═════ STORED DATA ═════
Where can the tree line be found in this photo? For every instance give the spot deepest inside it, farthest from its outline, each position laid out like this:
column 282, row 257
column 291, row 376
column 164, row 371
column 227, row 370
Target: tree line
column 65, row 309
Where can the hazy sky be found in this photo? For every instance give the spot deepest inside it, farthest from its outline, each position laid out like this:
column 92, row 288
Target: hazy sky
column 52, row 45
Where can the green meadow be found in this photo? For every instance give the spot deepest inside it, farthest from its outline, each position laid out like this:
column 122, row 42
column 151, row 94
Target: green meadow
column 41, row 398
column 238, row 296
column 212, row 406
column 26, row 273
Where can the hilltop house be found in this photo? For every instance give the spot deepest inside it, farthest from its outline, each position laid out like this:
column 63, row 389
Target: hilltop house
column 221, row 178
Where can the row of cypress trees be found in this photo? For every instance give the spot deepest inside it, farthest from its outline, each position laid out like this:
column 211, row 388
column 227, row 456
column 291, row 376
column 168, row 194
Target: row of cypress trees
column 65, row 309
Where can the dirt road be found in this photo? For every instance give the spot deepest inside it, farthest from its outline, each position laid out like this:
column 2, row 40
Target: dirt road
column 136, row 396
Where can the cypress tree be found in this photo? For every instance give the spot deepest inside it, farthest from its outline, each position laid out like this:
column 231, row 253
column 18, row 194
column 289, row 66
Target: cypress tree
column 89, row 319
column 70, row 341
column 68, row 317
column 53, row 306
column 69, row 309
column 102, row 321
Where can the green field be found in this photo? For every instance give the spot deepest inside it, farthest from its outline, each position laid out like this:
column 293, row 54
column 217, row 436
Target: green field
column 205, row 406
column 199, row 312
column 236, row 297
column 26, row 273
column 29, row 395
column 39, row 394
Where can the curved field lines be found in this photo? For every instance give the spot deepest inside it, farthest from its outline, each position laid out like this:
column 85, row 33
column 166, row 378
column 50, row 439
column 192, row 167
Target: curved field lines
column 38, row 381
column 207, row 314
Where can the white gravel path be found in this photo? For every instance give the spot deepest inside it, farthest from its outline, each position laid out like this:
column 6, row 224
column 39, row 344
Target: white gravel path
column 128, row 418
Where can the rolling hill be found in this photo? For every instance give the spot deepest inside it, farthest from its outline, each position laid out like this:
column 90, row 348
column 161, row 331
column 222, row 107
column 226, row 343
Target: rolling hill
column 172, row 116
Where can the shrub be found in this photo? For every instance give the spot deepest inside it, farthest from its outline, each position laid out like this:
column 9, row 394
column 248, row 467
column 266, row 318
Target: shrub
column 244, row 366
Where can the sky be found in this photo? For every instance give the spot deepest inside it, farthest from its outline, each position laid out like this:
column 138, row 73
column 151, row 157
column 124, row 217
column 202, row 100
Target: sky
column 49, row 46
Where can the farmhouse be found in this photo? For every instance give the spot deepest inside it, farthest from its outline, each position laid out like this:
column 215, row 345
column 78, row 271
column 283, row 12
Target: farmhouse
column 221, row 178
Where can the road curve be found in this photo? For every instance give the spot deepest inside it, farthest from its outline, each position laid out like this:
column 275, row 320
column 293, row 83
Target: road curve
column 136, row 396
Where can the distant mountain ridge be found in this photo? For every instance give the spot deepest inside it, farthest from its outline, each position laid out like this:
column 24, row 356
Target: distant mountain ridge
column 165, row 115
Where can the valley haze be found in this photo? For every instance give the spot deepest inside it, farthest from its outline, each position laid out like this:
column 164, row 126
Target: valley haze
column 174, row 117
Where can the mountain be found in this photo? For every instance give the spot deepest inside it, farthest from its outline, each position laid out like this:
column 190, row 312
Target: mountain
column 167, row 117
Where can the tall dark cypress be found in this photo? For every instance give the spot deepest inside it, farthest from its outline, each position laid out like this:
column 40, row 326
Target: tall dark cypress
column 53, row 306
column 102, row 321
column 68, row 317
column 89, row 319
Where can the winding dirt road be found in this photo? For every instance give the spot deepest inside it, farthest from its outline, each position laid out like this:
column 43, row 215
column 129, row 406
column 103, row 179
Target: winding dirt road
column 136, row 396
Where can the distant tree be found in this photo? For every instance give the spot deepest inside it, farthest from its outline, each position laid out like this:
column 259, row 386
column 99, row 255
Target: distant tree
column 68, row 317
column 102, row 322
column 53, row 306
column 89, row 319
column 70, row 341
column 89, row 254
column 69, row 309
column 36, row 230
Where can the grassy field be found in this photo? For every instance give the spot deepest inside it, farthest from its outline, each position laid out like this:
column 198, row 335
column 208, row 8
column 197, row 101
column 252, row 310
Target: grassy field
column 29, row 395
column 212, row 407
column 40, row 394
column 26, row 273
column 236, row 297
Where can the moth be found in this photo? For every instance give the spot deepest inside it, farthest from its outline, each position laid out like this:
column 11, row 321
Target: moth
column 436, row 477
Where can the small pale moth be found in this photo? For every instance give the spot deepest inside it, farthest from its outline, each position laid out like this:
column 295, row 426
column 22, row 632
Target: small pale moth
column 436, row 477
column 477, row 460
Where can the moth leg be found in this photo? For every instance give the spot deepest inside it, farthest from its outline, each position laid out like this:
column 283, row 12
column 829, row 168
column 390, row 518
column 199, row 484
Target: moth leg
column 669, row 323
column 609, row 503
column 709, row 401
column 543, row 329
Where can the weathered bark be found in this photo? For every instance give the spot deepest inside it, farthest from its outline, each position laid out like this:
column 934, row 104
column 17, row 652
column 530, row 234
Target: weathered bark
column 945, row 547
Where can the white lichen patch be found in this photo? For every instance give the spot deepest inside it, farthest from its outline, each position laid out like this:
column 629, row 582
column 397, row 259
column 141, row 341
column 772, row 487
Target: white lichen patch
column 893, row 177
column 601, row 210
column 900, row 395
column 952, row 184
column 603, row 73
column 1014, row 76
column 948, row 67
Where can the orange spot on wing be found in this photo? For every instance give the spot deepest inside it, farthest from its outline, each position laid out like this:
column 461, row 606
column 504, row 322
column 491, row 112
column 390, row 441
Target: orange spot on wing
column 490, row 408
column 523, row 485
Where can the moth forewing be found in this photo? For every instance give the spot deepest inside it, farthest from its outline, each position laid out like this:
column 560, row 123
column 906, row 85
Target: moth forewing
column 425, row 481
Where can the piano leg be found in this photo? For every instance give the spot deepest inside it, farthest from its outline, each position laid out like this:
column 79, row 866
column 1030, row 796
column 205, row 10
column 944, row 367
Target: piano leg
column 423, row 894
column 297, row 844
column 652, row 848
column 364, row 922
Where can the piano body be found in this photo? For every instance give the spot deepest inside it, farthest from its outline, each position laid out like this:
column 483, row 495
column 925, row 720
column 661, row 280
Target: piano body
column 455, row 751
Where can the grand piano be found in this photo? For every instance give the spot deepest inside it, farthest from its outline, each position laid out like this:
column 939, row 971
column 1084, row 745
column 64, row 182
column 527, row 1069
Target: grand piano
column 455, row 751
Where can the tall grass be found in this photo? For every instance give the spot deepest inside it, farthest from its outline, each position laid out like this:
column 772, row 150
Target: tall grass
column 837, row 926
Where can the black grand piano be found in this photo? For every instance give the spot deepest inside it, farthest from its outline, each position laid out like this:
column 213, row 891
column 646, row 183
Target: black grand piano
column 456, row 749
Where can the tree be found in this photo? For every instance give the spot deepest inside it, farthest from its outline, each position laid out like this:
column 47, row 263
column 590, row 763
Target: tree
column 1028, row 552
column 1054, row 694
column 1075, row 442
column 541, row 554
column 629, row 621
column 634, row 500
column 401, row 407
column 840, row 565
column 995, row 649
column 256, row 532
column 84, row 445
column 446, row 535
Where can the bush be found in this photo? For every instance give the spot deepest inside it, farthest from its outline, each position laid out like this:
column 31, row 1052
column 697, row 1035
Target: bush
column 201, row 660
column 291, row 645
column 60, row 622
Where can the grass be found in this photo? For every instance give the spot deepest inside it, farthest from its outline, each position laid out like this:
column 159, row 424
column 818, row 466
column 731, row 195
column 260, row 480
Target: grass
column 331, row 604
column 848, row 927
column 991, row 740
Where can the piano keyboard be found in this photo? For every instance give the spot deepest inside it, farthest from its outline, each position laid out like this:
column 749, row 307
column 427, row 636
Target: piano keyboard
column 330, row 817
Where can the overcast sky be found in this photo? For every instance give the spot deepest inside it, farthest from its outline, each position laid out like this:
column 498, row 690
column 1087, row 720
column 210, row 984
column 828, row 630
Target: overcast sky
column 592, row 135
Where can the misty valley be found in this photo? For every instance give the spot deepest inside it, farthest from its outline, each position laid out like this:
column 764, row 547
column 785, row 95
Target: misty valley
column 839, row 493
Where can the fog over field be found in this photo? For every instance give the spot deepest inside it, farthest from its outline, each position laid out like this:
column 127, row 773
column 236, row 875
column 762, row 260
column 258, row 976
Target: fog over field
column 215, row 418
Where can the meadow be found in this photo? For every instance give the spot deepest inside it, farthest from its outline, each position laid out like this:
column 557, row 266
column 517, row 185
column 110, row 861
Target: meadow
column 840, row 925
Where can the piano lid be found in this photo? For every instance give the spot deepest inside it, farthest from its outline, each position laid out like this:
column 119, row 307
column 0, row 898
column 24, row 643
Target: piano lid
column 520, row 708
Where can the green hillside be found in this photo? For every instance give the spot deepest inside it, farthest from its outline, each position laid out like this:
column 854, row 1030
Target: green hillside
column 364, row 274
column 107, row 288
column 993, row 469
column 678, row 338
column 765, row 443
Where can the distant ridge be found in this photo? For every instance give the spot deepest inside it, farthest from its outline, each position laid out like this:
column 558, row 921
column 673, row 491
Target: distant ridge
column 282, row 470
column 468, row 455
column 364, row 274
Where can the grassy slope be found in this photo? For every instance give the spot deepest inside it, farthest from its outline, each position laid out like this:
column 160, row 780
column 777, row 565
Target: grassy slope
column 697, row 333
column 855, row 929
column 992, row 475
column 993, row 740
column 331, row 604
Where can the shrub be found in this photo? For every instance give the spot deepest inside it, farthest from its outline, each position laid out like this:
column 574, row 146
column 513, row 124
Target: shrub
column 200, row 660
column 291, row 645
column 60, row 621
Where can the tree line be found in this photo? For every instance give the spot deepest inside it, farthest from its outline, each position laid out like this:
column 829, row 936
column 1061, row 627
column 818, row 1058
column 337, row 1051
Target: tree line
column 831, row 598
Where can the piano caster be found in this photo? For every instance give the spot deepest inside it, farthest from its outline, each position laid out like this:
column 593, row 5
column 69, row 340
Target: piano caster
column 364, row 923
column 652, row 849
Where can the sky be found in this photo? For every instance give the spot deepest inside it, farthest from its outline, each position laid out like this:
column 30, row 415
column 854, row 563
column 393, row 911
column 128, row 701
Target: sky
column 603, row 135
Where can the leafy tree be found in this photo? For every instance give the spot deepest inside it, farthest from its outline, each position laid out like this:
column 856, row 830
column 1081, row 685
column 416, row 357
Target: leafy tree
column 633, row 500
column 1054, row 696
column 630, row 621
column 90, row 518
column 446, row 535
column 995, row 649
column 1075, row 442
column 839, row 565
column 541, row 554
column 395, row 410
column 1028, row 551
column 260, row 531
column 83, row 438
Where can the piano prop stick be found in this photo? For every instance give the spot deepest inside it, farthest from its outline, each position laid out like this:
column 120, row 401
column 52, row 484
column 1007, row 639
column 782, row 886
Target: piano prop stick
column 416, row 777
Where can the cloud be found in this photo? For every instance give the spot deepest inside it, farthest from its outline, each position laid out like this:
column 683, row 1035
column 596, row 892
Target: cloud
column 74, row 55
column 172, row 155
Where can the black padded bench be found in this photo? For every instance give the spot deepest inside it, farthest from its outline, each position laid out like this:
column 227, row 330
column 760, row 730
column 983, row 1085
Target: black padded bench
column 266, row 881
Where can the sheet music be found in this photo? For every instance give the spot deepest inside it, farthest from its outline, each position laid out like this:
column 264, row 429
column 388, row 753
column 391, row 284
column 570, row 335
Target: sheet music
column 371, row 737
═════
■ PROBLEM DESCRIPTION ■
Send back exactly the lines from the line with "column 388, row 753" through the end of the records.

■ YOUR RESPONSE ■
column 388, row 753
column 391, row 284
column 570, row 335
Target: sheet music
column 371, row 737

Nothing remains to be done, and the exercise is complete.